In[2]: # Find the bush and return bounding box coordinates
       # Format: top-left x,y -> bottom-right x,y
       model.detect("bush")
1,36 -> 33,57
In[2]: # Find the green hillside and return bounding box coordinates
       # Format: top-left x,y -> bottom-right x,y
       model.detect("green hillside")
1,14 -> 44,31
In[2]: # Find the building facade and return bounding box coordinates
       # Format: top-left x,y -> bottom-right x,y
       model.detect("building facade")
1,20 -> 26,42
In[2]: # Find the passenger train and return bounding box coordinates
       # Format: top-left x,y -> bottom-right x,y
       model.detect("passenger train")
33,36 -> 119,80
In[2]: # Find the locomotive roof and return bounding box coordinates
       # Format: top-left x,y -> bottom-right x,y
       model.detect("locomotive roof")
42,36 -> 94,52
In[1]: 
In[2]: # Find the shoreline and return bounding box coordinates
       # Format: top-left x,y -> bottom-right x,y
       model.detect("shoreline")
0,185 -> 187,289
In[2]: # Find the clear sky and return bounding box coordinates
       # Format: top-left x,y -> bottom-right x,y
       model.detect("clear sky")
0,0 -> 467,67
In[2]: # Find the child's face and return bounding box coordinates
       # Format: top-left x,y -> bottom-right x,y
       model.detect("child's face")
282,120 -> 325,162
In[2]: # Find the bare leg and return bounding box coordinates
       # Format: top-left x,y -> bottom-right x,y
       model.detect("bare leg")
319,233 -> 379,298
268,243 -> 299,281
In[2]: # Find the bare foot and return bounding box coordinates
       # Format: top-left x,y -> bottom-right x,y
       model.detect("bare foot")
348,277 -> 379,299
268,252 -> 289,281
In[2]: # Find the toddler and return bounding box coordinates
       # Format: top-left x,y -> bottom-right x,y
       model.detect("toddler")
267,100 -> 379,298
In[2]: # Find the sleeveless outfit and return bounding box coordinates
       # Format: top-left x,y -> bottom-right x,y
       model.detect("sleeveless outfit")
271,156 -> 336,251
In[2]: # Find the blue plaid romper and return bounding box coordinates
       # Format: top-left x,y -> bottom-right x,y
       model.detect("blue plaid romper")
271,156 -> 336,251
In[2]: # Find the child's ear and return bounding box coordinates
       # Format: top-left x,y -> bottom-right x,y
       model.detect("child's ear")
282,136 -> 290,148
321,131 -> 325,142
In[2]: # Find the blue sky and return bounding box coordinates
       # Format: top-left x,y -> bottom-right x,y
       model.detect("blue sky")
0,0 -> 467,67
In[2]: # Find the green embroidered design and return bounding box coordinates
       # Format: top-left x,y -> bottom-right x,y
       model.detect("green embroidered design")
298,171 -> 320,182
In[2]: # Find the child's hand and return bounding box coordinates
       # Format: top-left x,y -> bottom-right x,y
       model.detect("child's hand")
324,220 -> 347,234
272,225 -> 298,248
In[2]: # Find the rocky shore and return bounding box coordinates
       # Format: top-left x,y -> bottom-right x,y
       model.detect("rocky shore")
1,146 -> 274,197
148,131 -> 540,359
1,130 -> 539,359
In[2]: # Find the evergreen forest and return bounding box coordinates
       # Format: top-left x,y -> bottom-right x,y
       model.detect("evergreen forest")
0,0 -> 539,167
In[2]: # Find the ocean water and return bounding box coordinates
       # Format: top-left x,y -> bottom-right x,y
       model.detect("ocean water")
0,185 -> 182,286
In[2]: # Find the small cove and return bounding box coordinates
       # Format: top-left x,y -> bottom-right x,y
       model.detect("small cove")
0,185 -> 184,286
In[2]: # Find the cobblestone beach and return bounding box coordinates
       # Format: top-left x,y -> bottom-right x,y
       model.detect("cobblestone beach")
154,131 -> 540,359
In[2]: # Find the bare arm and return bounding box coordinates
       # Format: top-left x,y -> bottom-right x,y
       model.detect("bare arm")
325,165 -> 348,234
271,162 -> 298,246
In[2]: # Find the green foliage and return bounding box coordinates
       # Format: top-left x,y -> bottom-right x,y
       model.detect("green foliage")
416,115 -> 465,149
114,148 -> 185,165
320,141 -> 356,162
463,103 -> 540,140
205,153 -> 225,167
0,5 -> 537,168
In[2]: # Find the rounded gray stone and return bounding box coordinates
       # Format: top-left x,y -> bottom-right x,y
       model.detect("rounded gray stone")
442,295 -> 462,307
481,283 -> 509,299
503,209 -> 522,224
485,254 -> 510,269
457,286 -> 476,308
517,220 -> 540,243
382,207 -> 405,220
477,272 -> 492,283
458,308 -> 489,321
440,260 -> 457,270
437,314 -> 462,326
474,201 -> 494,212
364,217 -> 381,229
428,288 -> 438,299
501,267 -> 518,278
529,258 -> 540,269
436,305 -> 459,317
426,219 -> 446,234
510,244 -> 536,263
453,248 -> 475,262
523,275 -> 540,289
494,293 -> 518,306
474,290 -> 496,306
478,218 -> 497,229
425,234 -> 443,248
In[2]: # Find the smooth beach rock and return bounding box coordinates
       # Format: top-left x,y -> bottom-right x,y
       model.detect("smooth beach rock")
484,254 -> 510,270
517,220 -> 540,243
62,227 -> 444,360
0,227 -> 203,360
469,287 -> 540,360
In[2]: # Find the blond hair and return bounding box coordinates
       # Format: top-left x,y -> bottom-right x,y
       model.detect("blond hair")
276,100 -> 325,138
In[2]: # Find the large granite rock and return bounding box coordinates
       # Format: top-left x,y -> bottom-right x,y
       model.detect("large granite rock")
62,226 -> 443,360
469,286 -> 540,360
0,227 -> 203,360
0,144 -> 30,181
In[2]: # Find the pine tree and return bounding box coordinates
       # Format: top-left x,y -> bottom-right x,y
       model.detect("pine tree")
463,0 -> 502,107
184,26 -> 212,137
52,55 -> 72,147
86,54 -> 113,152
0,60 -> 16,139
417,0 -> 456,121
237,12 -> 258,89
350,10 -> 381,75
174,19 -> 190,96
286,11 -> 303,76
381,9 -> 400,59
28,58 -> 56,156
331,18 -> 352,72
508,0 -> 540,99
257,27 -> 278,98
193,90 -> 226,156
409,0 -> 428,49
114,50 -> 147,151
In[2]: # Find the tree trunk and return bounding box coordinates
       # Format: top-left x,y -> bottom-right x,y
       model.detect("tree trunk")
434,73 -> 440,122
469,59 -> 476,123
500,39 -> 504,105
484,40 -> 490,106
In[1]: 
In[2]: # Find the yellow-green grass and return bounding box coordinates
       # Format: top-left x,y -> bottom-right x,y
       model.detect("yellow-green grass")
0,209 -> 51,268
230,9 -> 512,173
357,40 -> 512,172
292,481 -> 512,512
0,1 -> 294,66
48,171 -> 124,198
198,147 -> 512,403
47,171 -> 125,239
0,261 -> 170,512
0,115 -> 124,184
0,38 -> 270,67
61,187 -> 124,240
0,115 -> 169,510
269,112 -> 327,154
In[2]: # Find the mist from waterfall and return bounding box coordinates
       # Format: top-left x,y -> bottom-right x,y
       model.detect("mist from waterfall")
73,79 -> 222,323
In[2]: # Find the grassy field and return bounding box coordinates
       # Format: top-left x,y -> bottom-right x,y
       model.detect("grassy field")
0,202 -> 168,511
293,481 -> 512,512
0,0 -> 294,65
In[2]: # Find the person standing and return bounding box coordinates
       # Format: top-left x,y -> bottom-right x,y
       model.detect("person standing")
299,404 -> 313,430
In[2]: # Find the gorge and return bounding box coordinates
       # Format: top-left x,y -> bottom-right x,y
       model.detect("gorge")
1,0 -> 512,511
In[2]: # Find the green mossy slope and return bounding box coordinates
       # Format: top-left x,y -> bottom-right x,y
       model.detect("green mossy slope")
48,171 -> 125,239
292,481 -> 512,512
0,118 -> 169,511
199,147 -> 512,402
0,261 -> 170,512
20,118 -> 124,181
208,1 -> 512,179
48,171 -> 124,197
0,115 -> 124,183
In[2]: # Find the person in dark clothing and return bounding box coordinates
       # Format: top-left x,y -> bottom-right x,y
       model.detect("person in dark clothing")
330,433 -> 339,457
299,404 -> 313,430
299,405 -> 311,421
◆ ◆ ◆ ◆ ◆
TASK TO COMPLETE: Please extract exactly, and only, the lines from the line containing "In[2]: # Find the green mossy" through the last line of the records.

TASK RESULT:
In[2]: # Find the green mossy slope and return bounding box coordinates
       # Format: top-left x,y -> bottom-right x,y
       model.detect("green mossy slope")
48,171 -> 125,239
292,481 -> 512,512
0,118 -> 169,511
199,147 -> 512,402
0,261 -> 170,512
20,118 -> 124,181
208,1 -> 512,179
48,171 -> 124,197
0,115 -> 124,183
In[2]: # Find the person in dark clothing and return bounding box coordinates
       # Format: top-left x,y -> bottom-right x,y
       model.detect("person in dark clothing")
330,433 -> 339,457
299,404 -> 313,430
299,405 -> 311,421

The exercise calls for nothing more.